Developing computational algorithms that (1) reduce the need for large-scale annotated data to train NLP models from scratch; (2) adapt to new domains and languages with fewer labeled examples.
Low-Resource Natural Language Processing
In today’s world, the number of speakers for some languages is in billions, while for many languages, it is only a few thousands. Due to this difference, most natural language processing (NLP) research is focusing on resource-rich languages that offer large-scale data. Similarly, there are several domains, such as the medical domain, where collecting a sufficient amount of annotated data is not always feasible as it requires expert annotators. My primary research effort strikes to design effective computational approaches that (1) reduce the need for large-scale annotated data to train NLP models from scratch; (2) adapt to new domains and languages with fewer labeled examples. Learning universal language representations utilizing data from multiple sources, designing new learning objective to bridge the gap between different learning signals, developing flexible model architecture to enable cross-domain and cross-language transfer is the fundamental objective of my research. Through my work, I address a few salient research questions, such as (1) how domain- or language-agnostic representations can be learned leveraging resource-rich corpora?, and (2) how such representations can be fine-tuned for low-resource NLP applications?

(Items from a dataset)
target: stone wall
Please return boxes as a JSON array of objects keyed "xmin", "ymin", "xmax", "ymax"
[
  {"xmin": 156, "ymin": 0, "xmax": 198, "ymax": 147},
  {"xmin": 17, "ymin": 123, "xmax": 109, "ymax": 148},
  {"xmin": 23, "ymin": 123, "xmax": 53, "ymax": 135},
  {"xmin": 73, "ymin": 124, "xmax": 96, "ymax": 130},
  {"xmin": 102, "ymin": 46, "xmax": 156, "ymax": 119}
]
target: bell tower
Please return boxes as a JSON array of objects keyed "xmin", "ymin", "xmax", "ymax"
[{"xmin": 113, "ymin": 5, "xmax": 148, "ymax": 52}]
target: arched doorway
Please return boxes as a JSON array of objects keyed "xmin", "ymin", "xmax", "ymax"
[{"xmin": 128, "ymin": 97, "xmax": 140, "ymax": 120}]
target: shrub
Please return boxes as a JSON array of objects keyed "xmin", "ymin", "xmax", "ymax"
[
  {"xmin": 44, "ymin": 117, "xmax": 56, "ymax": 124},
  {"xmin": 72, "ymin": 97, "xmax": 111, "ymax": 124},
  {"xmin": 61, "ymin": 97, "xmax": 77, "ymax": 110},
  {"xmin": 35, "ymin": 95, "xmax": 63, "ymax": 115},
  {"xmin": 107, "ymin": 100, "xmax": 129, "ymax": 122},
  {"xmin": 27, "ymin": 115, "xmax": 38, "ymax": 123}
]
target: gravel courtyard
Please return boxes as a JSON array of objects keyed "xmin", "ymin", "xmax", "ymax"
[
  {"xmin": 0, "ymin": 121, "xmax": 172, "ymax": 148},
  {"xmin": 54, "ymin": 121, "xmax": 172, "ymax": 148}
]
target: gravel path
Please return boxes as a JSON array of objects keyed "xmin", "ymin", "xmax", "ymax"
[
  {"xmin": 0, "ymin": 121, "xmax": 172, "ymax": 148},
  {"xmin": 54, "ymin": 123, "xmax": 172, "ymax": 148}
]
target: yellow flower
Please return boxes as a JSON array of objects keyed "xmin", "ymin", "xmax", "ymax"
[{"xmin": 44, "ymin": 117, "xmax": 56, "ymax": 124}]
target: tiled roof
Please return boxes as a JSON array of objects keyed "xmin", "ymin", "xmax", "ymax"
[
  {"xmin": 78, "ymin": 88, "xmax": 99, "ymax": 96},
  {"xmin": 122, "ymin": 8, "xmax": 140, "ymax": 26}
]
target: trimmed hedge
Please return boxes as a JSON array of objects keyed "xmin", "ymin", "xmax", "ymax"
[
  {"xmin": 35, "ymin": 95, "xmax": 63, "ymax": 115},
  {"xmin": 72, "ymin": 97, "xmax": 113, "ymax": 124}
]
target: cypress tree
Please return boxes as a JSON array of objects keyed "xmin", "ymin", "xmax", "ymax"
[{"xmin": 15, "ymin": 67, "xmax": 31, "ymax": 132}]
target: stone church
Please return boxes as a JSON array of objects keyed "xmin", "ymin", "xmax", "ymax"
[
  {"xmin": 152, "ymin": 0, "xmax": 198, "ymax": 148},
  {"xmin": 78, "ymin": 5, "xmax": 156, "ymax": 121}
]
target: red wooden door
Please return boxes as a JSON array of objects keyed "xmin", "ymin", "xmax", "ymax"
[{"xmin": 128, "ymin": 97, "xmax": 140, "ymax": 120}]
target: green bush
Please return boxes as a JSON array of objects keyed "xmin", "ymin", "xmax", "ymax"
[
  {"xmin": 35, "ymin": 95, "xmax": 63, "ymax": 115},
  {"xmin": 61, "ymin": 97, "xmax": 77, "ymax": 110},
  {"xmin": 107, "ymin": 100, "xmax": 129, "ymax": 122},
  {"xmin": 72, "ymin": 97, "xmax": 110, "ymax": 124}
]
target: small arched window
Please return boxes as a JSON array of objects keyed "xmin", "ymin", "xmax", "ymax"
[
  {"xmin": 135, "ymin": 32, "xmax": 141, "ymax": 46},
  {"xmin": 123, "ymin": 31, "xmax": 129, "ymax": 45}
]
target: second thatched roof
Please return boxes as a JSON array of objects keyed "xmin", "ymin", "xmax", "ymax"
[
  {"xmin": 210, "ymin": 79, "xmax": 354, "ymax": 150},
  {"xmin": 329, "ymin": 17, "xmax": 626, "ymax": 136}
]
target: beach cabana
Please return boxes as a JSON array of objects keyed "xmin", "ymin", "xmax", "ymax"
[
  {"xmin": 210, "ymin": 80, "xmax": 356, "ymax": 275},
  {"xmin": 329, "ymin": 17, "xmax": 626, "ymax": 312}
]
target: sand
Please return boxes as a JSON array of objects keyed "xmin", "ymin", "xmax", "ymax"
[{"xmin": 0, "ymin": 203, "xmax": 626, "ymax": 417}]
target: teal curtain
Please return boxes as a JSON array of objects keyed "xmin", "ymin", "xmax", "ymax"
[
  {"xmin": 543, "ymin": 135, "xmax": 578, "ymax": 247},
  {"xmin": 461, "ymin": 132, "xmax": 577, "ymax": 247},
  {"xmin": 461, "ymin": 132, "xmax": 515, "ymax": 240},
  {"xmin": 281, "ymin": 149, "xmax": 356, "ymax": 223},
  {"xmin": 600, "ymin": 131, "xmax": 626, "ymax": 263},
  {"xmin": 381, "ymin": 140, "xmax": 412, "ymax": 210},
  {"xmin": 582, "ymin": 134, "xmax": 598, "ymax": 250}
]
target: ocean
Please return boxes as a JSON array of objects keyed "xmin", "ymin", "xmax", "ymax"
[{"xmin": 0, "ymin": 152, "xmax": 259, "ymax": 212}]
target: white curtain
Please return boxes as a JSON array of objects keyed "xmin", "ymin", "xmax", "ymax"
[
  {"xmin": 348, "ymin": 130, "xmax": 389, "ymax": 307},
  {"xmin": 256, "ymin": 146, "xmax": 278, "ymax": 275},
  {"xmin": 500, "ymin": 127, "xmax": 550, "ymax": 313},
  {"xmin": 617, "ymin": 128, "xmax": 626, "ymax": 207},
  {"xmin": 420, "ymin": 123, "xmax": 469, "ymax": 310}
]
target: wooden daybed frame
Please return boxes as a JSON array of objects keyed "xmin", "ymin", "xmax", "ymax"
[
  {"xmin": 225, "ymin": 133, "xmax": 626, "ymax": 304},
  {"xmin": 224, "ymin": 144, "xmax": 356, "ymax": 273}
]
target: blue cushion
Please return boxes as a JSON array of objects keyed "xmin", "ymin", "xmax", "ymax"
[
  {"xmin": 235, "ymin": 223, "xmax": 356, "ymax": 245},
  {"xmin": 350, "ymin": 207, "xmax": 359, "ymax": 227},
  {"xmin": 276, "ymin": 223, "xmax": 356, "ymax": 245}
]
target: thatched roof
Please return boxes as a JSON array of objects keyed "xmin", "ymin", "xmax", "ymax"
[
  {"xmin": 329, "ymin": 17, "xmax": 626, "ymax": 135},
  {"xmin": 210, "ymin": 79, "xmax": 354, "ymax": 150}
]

---

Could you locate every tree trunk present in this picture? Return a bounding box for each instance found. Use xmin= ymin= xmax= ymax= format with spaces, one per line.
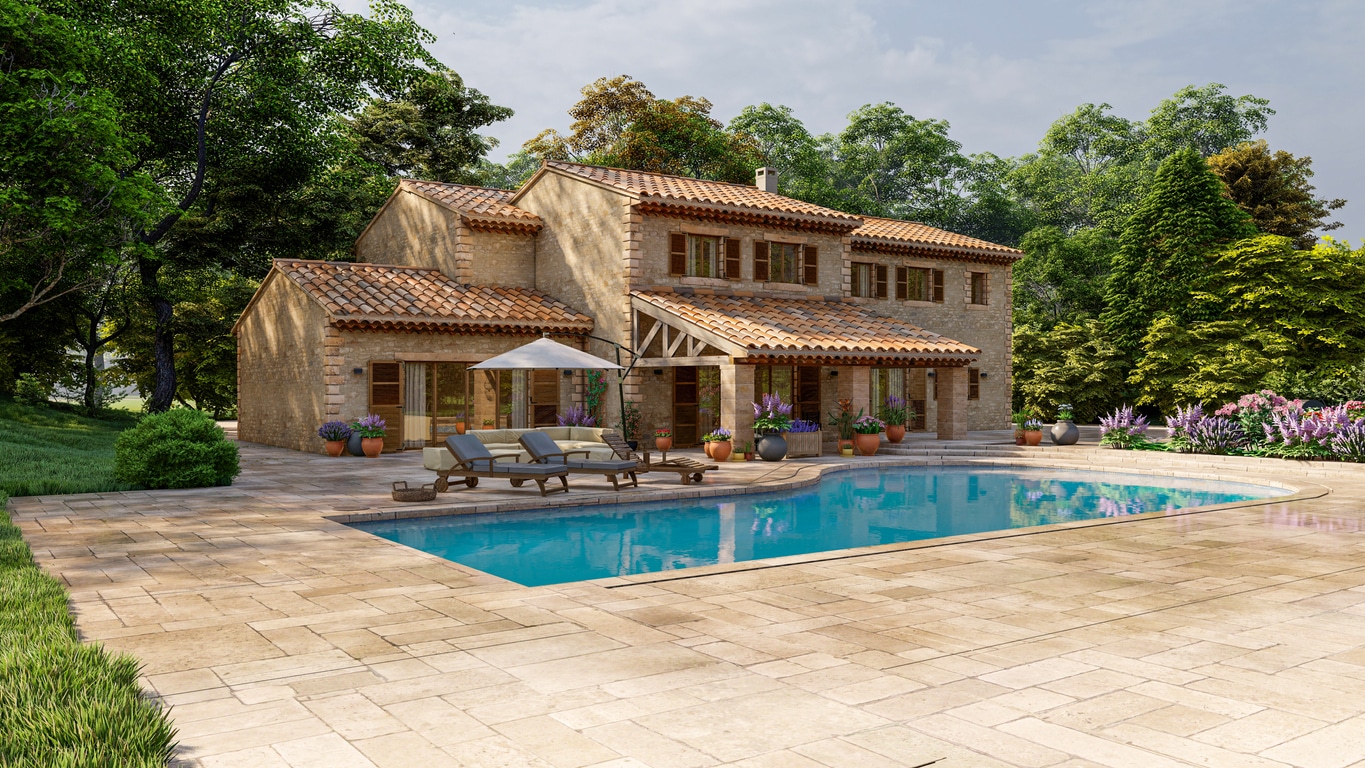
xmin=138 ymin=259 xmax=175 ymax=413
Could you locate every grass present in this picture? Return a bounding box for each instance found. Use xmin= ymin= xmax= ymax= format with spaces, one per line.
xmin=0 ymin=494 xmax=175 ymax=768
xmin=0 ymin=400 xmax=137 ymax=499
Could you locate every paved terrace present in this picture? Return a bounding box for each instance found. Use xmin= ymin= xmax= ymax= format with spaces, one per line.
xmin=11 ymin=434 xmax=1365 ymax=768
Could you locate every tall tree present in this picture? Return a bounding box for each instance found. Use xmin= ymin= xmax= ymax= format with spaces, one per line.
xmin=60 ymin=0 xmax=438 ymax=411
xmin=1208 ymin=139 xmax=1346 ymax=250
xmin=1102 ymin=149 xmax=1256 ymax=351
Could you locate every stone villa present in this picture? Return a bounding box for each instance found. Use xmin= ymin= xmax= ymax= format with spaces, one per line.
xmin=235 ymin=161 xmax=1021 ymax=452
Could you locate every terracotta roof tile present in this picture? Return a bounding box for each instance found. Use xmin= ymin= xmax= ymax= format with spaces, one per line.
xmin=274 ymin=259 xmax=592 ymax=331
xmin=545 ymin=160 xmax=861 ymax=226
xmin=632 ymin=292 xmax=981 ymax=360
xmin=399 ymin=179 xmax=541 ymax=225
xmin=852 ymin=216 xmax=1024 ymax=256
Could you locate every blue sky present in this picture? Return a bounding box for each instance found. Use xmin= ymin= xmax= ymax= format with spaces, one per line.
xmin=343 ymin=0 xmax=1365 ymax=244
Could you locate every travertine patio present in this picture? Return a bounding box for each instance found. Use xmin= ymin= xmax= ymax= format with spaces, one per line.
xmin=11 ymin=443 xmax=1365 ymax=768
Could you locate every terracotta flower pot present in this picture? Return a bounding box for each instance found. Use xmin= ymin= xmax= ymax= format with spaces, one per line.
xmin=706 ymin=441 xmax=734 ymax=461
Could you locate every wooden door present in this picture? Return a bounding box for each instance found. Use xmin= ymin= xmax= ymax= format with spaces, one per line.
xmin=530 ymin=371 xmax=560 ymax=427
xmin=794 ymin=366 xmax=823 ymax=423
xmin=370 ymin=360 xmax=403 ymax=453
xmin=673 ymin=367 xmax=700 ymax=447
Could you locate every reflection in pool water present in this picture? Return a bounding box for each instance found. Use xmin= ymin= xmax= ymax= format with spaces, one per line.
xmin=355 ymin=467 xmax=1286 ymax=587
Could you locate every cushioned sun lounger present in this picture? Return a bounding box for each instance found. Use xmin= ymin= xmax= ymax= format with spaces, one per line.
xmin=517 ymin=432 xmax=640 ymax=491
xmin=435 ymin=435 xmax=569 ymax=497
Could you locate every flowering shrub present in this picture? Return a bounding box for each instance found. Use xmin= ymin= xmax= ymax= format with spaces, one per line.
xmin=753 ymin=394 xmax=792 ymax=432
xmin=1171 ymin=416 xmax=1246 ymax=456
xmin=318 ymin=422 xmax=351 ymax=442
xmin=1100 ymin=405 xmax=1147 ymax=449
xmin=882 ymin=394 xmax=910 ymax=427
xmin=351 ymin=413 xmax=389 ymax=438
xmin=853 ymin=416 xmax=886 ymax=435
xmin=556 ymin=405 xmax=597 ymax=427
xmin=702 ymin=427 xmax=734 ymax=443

==

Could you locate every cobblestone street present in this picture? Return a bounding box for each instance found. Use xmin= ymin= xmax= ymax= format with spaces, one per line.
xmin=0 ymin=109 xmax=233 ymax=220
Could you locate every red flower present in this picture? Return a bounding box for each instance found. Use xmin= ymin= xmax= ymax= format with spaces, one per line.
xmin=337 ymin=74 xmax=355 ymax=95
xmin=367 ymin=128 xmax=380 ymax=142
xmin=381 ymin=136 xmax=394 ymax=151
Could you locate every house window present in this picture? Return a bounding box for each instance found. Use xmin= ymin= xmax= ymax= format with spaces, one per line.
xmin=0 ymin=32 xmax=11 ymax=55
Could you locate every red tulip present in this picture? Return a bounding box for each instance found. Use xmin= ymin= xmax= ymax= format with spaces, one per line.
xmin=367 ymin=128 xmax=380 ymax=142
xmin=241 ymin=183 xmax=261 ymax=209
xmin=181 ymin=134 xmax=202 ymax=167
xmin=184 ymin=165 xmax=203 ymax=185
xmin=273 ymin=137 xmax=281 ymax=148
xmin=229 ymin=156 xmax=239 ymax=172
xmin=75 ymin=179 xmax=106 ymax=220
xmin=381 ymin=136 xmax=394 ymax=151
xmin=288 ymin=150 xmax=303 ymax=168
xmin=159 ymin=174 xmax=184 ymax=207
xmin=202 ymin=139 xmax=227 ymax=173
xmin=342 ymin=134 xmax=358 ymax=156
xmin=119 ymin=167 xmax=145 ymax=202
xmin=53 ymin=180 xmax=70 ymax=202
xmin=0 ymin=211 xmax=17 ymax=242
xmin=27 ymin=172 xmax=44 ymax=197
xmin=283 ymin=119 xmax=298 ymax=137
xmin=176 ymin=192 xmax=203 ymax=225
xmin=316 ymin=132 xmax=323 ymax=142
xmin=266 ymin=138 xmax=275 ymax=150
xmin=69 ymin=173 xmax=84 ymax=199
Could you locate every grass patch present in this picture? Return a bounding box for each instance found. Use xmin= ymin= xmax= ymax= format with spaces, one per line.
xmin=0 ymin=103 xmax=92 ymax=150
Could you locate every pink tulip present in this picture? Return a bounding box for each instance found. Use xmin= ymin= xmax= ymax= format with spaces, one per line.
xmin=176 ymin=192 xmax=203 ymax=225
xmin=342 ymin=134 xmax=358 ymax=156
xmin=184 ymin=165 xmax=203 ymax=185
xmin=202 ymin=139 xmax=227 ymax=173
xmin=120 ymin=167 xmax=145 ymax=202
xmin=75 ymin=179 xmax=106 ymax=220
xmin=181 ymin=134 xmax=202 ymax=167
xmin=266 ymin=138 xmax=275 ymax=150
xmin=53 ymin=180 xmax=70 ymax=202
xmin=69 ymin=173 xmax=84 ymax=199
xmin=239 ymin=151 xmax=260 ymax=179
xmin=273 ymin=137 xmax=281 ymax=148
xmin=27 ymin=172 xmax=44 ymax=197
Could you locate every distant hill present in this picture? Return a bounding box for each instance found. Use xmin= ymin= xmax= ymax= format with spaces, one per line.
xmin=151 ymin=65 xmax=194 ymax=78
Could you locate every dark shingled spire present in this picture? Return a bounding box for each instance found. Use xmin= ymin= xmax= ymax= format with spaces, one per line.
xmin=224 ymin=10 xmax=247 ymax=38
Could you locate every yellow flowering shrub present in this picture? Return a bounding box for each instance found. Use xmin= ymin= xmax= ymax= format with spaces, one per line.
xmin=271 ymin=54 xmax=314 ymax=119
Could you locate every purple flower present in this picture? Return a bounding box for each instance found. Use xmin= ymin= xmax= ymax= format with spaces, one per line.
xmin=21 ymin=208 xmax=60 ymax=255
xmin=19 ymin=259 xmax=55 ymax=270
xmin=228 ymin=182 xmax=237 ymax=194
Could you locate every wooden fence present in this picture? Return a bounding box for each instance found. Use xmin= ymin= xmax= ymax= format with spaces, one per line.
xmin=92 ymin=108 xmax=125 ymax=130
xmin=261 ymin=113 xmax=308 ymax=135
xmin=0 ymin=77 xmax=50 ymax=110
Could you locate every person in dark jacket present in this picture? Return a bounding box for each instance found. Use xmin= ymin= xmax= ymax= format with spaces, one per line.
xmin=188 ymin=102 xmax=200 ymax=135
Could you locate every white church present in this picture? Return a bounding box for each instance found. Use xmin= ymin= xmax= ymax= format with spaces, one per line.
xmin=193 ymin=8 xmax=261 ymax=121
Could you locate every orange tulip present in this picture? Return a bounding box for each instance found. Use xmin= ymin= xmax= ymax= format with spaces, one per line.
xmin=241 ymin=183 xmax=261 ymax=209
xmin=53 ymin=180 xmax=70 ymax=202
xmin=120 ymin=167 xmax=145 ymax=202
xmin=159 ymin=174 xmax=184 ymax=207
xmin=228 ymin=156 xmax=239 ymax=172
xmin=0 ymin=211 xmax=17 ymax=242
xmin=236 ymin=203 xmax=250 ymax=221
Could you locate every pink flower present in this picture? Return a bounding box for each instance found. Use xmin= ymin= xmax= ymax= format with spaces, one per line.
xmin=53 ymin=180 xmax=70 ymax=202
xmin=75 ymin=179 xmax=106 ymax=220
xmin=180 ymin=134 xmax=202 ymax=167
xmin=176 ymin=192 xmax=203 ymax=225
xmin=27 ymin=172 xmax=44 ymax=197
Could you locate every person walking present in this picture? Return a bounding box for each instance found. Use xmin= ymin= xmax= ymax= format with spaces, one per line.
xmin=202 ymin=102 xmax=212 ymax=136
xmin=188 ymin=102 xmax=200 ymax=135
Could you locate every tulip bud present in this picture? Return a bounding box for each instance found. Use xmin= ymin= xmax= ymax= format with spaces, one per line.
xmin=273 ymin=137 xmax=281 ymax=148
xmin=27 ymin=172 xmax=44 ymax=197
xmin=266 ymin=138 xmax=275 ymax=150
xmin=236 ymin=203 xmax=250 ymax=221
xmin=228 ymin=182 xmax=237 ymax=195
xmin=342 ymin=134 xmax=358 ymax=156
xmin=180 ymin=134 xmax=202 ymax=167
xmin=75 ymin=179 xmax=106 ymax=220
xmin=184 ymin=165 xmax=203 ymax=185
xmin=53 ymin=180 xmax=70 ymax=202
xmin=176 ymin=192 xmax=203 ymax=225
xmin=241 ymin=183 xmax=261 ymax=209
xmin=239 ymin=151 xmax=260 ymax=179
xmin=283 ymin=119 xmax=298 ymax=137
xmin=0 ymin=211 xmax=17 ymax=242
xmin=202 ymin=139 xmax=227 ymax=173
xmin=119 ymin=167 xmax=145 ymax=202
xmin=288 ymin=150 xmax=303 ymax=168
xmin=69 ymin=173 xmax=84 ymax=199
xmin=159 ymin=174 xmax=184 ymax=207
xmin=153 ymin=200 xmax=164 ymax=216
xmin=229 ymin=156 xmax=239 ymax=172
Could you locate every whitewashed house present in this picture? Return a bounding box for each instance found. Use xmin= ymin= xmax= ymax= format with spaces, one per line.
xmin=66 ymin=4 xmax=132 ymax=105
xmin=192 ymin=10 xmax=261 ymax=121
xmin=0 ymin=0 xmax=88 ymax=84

* [PROBLEMS AND TASKS]:
(a) The text on low-resource natural language processing names several things that together make up the fundamental objective of the research. List them all.
(b) According to the text on low-resource natural language processing, why is collecting a sufficient amount of annotated data in the medical domain not always feasible?

* [SOLUTIONS TO THE EXERCISE]:
(a)
- Learning universal language representations utilizing data from multiple sources
- Designing new learning objective to bridge the gap between different learning signals
- Developing flexible model architecture to enable cross-domain and cross-language transfer

(b) It requires expert annotators.